= EXERCISE DIRECTIONS =
Answer these questions from the article below on high blood pressure:
1. At which conference, and in which city, was the Kempson Maddox Lecture presented?
2. How many deaths were associated with systolic blood pressure of at least 110-115?
3. Which drugs, at which doses, make up the "triple pill" in the TRIUMPH study?

Risk factors

High blood pressure on the world map


Innovative and sustainable ways of reducing systolic blood pressure remain a challenge both locally and globally, the CSANZ 2018 conference in Brisbane was told.

Presenting the prestigious Kempson Maddox Lecture, Professor Anushka Patel said elevated systolic blood pressure was now one of the leading risk factors contributing to disease burden worldwide.

While it was a long-established risk factor in high-income countries, there had been a rapid increase in the impact and importance of elevated systolic blood pressure in low and middle-income countries.

Professor Patel, chief scientist at the George Institute for Global Health, told the meeting data published last year estimated systolic blood pressure of at least 110-115 was associated with more than 10 million deaths – making it the leading cause of preventable death.

While not negating the importance of public health strategies targeting diet, sodium, alcohol, obesity and physical activity, she said an effective and affordable clinical approach was also critical.

Professor Patel, who authored the pivotal ADVANCE trial in 2007, said the evidence suggested blood pressure lowering treatment was beneficial irrespective of baseline blood pressure.

A more recent systematic review of the literature confirmed that blood pressure lowering treatment significantly reduced vascular risk across various baseline blood pressure levels and comorbidities.

The findings reinforce the need for focus on absolute cardiovascular disease risk rather than specific targets for individual risk factors, she said.

And Australian data confirmed that many people with a high absolute CV risk were not receiving appropriate therapy.

“We must move to an absolute risk approach. Even in Australia, many patients are missing out on highly effective treatment,” Professor Patel said.

She said the best clinical intention of gradually escalating from an initial blood pressure lowering drug was thwarted in practice by therapeutic inertia.

However there was now a significant body of work demonstrating that blood pressure lowering could be obtained with a combination of drugs at half standard doses.

She said the recent TRIUMPH study had demonstrated that a combination ‘triple pill’, consisting of telmisartan (20 mg), amlodipine (2.5 mg) and chlorthalidone (12.5 mg), could achieve better blood pressure control than usual care.

However getting such strategies implemented and to scale remained problematic.

= DATA EXCERPTS =

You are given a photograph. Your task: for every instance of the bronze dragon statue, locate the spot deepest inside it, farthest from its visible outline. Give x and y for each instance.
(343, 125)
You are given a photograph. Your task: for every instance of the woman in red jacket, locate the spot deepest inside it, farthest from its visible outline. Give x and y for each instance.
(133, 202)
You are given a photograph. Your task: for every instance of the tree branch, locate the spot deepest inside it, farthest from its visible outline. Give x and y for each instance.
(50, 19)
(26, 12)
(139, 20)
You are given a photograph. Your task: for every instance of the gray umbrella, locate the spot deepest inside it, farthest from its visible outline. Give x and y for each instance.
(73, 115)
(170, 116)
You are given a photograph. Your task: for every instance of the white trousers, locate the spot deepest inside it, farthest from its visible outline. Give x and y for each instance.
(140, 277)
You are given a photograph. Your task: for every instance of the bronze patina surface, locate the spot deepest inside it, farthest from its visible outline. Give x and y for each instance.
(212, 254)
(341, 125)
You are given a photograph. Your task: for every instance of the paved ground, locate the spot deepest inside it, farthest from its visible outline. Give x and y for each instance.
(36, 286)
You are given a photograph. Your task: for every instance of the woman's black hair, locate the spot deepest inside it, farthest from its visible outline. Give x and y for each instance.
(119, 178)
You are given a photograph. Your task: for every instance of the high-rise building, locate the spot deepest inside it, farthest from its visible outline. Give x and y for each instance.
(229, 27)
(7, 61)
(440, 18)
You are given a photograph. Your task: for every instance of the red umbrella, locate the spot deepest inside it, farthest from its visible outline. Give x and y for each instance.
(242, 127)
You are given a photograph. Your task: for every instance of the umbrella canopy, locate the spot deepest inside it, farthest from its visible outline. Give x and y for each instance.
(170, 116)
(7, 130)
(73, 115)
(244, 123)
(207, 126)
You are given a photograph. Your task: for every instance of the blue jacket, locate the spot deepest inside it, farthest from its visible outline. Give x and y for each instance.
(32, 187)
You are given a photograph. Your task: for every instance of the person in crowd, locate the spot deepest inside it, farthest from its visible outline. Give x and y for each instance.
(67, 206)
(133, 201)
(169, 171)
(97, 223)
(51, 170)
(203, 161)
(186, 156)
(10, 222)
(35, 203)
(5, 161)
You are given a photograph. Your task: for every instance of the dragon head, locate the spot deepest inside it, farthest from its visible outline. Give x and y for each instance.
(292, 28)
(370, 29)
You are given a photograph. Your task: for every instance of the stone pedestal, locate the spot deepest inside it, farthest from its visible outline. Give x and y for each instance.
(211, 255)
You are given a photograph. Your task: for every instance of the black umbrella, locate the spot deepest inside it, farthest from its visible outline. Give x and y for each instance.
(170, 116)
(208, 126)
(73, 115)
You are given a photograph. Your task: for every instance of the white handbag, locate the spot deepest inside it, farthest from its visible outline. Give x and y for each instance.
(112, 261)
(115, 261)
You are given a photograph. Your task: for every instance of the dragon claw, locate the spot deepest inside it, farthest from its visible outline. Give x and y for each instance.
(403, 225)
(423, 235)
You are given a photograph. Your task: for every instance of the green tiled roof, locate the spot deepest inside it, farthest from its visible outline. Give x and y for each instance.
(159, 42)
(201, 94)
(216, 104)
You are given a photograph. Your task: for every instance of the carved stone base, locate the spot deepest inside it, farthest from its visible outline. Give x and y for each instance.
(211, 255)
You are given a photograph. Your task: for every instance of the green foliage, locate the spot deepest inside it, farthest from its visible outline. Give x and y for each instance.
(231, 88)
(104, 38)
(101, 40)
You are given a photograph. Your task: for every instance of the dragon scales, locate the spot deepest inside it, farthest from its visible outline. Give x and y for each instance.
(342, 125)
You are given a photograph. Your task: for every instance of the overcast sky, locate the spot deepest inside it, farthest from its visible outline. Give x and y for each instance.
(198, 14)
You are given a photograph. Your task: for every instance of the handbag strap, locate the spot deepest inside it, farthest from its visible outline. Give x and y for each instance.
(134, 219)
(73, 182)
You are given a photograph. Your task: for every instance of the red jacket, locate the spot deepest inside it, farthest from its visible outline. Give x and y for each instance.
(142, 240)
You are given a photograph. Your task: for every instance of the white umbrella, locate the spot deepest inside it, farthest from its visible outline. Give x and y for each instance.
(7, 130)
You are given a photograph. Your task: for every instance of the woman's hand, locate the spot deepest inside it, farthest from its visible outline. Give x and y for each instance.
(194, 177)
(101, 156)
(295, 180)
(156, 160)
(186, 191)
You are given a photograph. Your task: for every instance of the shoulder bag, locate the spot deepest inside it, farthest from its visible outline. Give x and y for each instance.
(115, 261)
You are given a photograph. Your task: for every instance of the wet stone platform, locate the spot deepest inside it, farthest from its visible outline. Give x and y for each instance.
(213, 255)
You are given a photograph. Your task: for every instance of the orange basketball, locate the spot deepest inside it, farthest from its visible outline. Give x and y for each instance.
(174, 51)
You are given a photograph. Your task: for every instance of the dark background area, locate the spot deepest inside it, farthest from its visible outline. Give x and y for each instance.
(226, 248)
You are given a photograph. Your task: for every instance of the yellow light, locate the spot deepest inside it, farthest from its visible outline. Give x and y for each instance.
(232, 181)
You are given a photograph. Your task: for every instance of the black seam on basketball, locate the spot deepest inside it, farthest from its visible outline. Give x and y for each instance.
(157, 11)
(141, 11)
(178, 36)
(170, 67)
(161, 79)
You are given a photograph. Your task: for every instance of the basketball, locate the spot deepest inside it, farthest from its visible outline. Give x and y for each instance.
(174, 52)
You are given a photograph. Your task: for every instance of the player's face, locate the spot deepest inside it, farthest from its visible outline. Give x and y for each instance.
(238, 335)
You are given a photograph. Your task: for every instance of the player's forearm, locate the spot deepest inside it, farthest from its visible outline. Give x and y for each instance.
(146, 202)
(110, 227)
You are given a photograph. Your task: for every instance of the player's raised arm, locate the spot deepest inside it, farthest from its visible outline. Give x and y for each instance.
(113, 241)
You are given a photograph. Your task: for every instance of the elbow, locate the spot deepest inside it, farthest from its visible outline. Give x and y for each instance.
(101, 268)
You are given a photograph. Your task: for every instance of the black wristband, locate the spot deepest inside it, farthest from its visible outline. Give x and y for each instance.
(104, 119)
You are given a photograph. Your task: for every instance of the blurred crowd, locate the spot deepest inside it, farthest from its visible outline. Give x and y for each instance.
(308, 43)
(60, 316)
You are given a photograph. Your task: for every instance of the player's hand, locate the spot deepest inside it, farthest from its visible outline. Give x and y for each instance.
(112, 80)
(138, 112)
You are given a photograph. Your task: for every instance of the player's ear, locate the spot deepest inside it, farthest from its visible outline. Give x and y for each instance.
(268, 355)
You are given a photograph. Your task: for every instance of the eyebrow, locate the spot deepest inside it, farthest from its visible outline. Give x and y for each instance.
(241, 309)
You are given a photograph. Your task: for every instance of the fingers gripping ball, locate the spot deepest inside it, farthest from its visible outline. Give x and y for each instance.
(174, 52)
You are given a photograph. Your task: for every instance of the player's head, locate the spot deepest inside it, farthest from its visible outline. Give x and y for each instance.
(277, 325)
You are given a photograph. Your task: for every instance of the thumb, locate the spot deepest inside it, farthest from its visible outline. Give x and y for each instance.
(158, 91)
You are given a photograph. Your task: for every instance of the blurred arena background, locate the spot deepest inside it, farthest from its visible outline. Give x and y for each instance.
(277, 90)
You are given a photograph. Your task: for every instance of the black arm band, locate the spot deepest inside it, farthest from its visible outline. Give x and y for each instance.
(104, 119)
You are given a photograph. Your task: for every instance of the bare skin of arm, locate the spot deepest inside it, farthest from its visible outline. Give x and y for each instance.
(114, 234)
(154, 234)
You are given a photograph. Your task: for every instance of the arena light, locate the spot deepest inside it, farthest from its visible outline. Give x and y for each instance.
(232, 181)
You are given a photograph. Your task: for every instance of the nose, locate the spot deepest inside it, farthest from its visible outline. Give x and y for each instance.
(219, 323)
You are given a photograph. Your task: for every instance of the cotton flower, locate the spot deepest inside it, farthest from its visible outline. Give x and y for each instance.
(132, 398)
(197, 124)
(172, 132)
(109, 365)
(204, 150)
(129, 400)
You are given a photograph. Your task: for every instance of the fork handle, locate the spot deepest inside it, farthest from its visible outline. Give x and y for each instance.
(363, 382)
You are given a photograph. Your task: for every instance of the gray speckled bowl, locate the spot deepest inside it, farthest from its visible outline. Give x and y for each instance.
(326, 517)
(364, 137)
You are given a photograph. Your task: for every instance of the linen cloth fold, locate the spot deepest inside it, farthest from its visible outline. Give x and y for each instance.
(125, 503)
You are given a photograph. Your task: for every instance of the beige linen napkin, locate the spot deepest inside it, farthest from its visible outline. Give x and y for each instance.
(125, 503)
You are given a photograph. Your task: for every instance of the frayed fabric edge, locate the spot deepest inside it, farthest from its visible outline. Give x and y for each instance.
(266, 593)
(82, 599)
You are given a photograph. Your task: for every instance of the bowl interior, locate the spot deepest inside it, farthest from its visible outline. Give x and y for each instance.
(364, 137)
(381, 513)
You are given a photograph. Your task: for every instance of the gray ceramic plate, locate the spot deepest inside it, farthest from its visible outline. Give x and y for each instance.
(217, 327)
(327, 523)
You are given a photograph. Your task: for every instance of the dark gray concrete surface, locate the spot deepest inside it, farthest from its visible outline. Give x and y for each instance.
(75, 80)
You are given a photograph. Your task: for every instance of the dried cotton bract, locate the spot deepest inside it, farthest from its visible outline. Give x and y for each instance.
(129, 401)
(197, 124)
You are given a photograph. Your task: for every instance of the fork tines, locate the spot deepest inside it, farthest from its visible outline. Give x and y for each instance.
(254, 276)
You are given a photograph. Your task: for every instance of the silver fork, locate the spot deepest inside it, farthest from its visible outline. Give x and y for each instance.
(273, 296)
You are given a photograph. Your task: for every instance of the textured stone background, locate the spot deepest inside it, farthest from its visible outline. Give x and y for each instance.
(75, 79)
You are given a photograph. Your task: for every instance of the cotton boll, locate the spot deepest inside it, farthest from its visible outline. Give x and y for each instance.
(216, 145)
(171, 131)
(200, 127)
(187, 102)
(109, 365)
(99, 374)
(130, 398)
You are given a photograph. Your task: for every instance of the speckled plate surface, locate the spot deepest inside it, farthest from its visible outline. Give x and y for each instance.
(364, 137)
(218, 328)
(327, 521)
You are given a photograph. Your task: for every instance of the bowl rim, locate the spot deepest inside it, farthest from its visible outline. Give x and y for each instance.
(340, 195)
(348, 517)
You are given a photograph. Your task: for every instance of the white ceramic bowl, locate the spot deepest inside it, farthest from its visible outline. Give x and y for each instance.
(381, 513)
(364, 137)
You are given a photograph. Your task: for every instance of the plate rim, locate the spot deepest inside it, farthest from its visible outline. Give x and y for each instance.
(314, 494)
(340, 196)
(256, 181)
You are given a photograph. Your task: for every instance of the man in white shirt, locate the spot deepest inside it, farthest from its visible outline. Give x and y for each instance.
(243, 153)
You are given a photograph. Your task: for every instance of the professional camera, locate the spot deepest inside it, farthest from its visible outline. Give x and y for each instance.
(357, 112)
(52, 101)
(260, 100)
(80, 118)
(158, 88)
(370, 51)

= EXERCISE RESPONSE =
1. The CSANZ 2018 conference in Brisbane.
2. More than 10 million deaths.
3. Telmisartan (20 mg), amlodipine (2.5 mg) and chlorthalidone (12.5 mg).